[[ Records for processing, beginning ]]

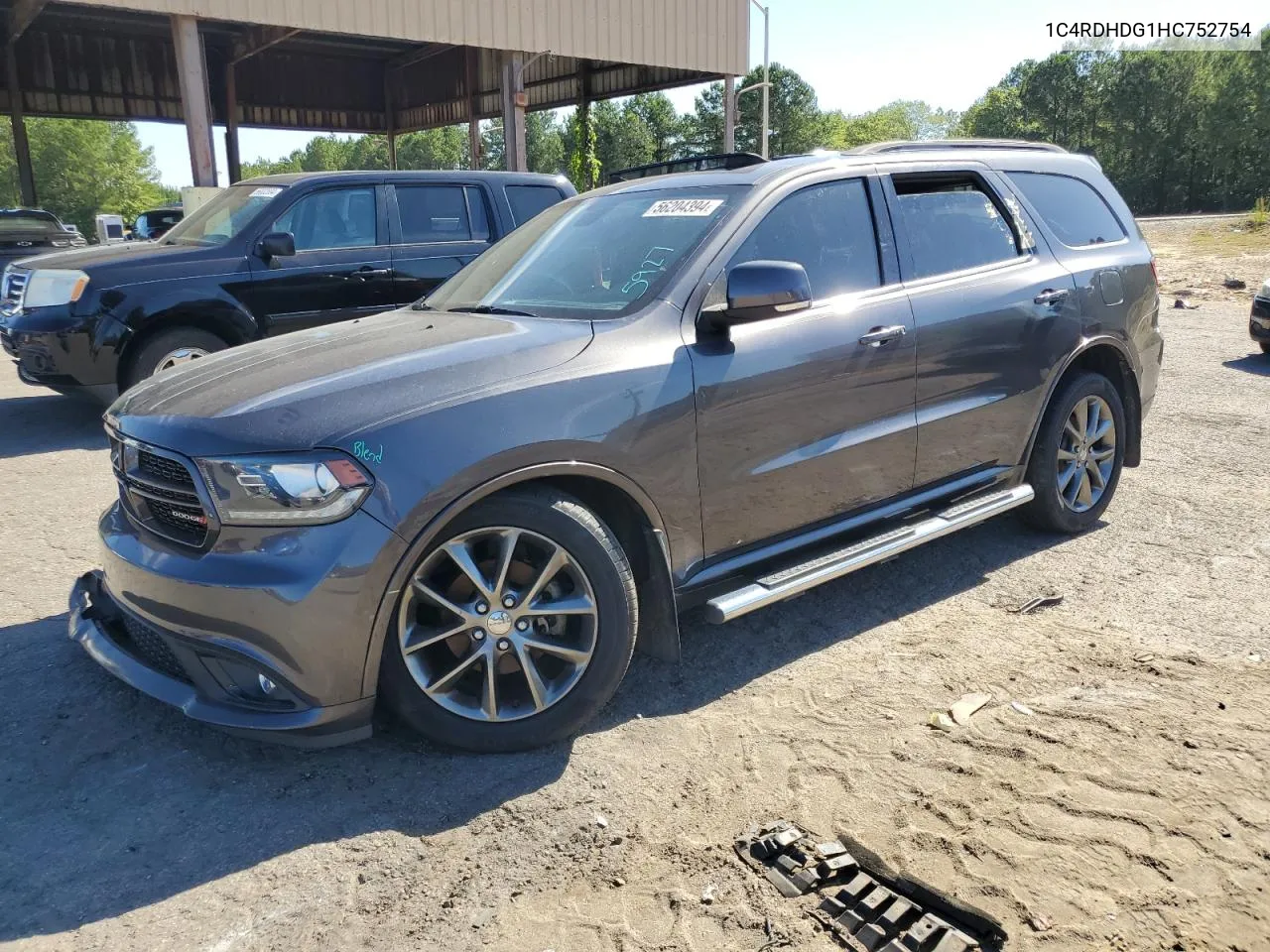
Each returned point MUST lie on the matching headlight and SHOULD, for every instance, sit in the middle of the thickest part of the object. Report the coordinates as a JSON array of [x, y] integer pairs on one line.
[[51, 287], [304, 489]]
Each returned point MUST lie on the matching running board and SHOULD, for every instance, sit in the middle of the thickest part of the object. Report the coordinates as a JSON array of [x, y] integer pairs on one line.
[[807, 575]]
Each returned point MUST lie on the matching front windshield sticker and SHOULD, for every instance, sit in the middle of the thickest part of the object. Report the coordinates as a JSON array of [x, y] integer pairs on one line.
[[684, 208], [653, 266]]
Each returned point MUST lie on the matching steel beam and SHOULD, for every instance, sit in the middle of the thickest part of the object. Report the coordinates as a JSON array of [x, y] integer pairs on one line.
[[195, 105]]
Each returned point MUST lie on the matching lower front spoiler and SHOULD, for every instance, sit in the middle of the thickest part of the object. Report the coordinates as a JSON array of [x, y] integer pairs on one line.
[[90, 611]]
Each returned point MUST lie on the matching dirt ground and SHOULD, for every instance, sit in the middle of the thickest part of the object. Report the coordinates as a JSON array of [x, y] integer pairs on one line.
[[1129, 811]]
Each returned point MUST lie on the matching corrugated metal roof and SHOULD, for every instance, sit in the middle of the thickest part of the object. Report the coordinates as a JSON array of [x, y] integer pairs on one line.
[[706, 36]]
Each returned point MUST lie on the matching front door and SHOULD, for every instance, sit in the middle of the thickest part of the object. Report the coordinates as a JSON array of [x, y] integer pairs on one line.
[[341, 267], [808, 416], [994, 312]]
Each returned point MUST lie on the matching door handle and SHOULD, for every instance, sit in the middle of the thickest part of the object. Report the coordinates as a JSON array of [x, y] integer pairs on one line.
[[880, 335]]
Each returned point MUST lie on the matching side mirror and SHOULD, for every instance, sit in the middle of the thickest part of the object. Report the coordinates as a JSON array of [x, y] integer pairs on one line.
[[277, 244], [762, 290]]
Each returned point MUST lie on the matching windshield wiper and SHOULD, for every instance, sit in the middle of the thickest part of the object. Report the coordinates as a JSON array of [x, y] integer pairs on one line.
[[494, 309]]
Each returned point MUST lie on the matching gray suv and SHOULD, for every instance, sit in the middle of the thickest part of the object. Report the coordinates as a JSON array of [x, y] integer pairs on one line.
[[716, 389]]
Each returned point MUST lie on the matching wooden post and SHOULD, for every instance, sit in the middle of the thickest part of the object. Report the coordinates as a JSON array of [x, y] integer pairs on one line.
[[231, 148], [194, 102]]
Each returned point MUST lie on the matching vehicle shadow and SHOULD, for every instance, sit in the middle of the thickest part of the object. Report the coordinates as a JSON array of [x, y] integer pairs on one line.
[[48, 424], [1256, 363], [113, 802]]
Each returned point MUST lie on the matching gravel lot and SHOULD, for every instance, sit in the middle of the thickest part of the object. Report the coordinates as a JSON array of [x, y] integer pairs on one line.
[[1130, 811]]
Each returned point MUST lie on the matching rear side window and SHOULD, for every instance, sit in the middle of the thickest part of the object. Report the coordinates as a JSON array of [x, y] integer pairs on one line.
[[434, 213], [529, 200], [1072, 208], [826, 229], [952, 225]]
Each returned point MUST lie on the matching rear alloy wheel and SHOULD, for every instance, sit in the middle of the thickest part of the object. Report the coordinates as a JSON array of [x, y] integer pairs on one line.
[[1076, 462], [516, 629]]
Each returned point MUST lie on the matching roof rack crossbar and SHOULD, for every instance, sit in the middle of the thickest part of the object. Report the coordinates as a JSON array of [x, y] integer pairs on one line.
[[935, 144], [697, 163]]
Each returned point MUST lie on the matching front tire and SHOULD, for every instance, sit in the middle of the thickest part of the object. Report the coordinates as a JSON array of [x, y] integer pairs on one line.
[[169, 349], [1079, 454], [477, 658]]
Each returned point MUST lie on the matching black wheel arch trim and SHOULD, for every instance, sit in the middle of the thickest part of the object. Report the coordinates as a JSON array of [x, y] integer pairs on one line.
[[658, 634], [1132, 400]]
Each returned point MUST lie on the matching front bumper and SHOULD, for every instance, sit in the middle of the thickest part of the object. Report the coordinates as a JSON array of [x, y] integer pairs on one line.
[[1259, 322], [176, 671], [197, 627]]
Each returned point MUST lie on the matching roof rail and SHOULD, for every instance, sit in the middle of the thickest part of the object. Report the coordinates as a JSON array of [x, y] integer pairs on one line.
[[697, 163], [919, 146]]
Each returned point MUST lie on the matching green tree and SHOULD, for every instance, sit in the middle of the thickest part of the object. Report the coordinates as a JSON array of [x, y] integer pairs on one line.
[[82, 168]]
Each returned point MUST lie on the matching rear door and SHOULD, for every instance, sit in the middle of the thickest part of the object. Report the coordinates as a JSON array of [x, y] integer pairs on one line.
[[436, 230], [994, 313], [341, 267], [807, 416]]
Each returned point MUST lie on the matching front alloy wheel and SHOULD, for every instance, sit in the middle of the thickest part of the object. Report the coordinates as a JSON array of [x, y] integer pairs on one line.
[[499, 624], [515, 629]]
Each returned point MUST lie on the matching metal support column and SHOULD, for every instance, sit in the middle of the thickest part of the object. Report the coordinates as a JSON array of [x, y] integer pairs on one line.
[[472, 122], [194, 102], [513, 114], [729, 113], [232, 157], [21, 146]]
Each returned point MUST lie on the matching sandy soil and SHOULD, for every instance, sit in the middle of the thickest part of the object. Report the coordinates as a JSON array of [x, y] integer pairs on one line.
[[1130, 810]]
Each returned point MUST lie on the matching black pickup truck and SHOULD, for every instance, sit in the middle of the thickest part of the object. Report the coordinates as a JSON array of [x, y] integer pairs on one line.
[[263, 258]]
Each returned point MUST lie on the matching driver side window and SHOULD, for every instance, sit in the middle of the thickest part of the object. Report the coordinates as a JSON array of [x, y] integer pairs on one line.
[[826, 229]]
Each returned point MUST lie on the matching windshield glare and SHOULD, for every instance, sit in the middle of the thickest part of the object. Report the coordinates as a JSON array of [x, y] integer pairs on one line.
[[608, 254], [223, 217]]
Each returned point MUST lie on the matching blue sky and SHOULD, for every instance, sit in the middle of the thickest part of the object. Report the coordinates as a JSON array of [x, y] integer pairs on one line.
[[856, 54]]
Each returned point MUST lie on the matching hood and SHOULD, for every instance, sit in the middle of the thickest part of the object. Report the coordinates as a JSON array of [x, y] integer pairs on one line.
[[128, 253], [318, 388]]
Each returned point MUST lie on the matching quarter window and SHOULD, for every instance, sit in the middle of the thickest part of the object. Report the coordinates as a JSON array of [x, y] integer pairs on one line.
[[529, 200], [338, 217], [952, 225], [434, 213], [1076, 213], [826, 229]]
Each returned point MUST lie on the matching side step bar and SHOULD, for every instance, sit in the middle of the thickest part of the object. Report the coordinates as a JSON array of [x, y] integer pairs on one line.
[[870, 551]]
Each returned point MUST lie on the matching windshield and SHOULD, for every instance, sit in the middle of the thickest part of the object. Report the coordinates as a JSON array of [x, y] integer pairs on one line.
[[44, 222], [223, 217], [608, 254]]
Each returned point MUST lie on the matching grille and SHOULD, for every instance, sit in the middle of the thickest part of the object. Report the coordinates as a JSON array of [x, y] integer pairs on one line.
[[159, 492], [160, 467], [148, 647]]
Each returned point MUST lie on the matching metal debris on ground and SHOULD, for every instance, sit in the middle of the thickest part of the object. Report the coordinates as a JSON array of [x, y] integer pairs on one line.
[[966, 707], [1038, 603], [861, 898]]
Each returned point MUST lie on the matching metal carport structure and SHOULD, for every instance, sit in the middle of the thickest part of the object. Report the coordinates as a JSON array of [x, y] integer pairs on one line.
[[380, 66]]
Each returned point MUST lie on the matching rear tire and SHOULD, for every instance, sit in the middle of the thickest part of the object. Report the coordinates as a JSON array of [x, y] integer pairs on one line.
[[534, 697], [171, 348], [1078, 458]]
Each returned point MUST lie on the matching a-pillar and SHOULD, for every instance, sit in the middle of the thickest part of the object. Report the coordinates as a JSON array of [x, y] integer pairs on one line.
[[21, 146], [194, 102], [729, 113], [513, 114]]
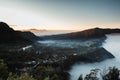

[[ Records for processing, end ]]

## Exercise
From the line containing "Each returned point MUST lie on the matching grille" through the last line of the material above, write out each line exactly, leaving aside all pictures.

## Solution for this task
Each returned point MUST lie on the matching grille and SHOULD, for every instance, sit in the middle of the thickest part of the object. Report the coordinates as a JSON array of [x, y] integer pairs on one line.
[[159, 492], [160, 467], [148, 647]]
Each returned point MUST lie on the matching metal debris on ground and SHOULD, for every instance, sit in the middle of the thickest part of the object. Report the coordinates as a JSON array of [x, y] integer pairs on one line.
[[966, 707], [1038, 603], [861, 898]]
Each returned point MUST lie on the matching metal carport structure and SHOULD, for every instance, sit in the middle of the thickest part of the object. Report the coordinates as a JSON array of [x, y] integer pairs on one line.
[[380, 66]]
Each returned point MUST lie on the matching rear tire and SHOULD, for every instance, sit in the middle of the thickest part of the object. Report the coordinates as a JSON array of [x, y] integer pairs on one line.
[[534, 697], [171, 348], [1078, 458]]
Each returned point MUST lie on the matching a-pillar and SHOULD, for every instance, sit in the middle of the thickest part of the object. Report the coordinates as a JSON array of [x, y] integer pairs on one line.
[[21, 146], [194, 102], [729, 113], [513, 114]]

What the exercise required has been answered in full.